**What you are asked to do:** Return the following lines word for word, leaving nothing out.

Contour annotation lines

begin

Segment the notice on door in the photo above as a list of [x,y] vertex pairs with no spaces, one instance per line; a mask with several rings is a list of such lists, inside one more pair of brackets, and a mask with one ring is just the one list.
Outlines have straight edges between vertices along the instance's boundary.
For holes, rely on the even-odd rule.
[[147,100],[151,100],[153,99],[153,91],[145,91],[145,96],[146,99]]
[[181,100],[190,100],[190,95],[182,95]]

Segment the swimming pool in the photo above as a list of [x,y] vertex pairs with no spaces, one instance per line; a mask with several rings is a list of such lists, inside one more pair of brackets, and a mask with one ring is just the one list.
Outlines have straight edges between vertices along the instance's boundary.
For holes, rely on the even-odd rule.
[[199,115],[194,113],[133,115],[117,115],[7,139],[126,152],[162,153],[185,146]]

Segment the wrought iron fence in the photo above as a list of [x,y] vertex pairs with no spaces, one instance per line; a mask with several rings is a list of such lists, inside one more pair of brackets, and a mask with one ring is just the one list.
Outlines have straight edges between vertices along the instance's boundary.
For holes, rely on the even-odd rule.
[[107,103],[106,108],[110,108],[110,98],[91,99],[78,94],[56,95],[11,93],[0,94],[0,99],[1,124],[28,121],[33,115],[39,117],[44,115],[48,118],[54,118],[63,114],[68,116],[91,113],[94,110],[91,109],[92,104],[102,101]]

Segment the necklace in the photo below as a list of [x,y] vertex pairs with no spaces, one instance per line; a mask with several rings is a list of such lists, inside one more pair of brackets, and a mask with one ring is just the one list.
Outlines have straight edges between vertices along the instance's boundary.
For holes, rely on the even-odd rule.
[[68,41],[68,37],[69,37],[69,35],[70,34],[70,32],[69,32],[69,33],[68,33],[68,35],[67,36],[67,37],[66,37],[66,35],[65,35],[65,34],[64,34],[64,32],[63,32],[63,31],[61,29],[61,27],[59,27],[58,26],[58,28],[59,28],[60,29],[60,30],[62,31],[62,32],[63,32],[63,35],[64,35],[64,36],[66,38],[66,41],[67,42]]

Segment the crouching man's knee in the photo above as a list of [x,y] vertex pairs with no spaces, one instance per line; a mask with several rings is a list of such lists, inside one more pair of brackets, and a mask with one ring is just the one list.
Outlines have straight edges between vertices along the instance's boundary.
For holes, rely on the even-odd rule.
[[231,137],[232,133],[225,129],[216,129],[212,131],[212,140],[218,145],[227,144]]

end

**Final answer:**
Segment the notice on door in the photo above as a list of [x,y] vertex pairs with no spaces, one instance per line; a mask with several rings is a list of such lists, inside one more pair of brackets, and a mask with one ring is just the one list.
Outlines have straight edges between vertices along the instance's boundary.
For holes, rely on the even-odd rule.
[[147,100],[151,100],[153,99],[153,91],[145,91],[145,96],[146,99]]
[[181,100],[190,100],[190,95],[182,95]]

Segment the swimming pool in the photo above as a list of [x,y] vertex pairs with no spaces, one instance per line; a mask with several rings is a list of such lists, inside one more pair of brackets, and a mask with one ring is just the one list.
Outlines have straight edges between vertices along the instance's boundary.
For holes, rely on the even-odd rule.
[[199,115],[194,113],[133,115],[117,115],[7,139],[126,152],[162,153],[185,146]]

Segment the wrought iron fence in the photo above as a list of [x,y] vertex pairs with no spaces, one instance per line; a mask with several rings is a list of such lists, inside one more pair of brackets, and a mask with one ring is just the one list.
Outlines have straight edges between vertices along the instance's boundary.
For holes, rely on the even-odd rule.
[[107,103],[106,108],[110,108],[110,98],[91,99],[78,94],[56,95],[11,93],[0,94],[0,99],[1,124],[28,121],[33,115],[39,117],[44,115],[48,118],[54,118],[63,114],[68,116],[91,113],[94,110],[91,109],[92,104],[102,101]]

Segment the necklace in the photo below as a list of [x,y] vertex pairs with no spaces, one instance per line; a mask with several rings is a list of such lists, inside one more pair of brackets, and a mask with one ring is just the one list.
Outlines have straight edges between vertices along the instance's boundary.
For holes, rely on the even-odd rule.
[[68,41],[68,37],[69,37],[69,35],[70,34],[70,32],[69,32],[69,33],[68,33],[68,35],[67,36],[67,37],[66,37],[66,35],[65,35],[65,34],[64,34],[64,32],[63,32],[63,31],[61,29],[61,27],[59,27],[58,26],[58,28],[59,28],[60,29],[60,30],[62,31],[62,32],[63,32],[63,35],[64,35],[64,36],[66,38],[66,41],[67,42]]

Segment the crouching man's knee in the photo above as a list of [x,y] vertex pairs with no spaces, one instance per line; a mask with several rings is a list of such lists, inside one more pair of brackets, and a mask with one ring is just the one list.
Outlines have straight edges between vertices along the instance's boundary.
For holes, rely on the even-odd rule.
[[231,137],[232,133],[225,129],[216,129],[212,131],[212,140],[218,145],[227,144]]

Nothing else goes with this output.